Copy out every row below, putting "image" wherever "photograph" appears and changing nothing else.

### RECORDS TO USE
· · ·

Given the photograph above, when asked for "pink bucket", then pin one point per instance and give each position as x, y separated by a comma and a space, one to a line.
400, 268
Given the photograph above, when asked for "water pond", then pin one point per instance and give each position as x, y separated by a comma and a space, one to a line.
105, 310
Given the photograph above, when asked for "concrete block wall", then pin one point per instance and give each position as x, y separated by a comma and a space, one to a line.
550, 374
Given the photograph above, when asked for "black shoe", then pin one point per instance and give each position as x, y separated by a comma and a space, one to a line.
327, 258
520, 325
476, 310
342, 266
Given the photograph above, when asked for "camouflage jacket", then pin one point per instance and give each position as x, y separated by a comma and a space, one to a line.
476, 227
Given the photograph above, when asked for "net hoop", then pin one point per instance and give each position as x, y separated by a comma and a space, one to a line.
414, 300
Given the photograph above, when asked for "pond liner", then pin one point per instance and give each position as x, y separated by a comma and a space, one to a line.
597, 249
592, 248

· · ·

### REPLY TO THE EXERCISE
Given the image above, when asked for "pink bucket", then pin one point per instance and give each position as x, y separated by a comma and a space, one to a line.
400, 268
Given the image above, when asked for "water pond", then pin one point per instance and give each position as x, y separated by a comma and a space, one to a line.
105, 310
Given the image above, when asked for "concrete block wall", then pin one point per instance and give each position as x, y separated by a comma and a space, one to a line.
550, 374
Given the image above, when asked for "black shoe", then pin one point per instance and give each position as x, y separated by a comma and a space, one to a line.
327, 258
520, 325
476, 310
342, 266
Given the image above, when asked for "camouflage jacket", then pin one point per instance and give each position as x, y separated by a comma and a space, one to a line.
476, 227
Given the image above, when asked for "net hoop", then pin one point per instance and give each position as x, y separated by a comma and a space, one to a line.
414, 300
Given the image above, when asked for "pond liner", then pin one point per instance and give each position as x, y separated by a comma and a space, one to a line.
597, 249
592, 248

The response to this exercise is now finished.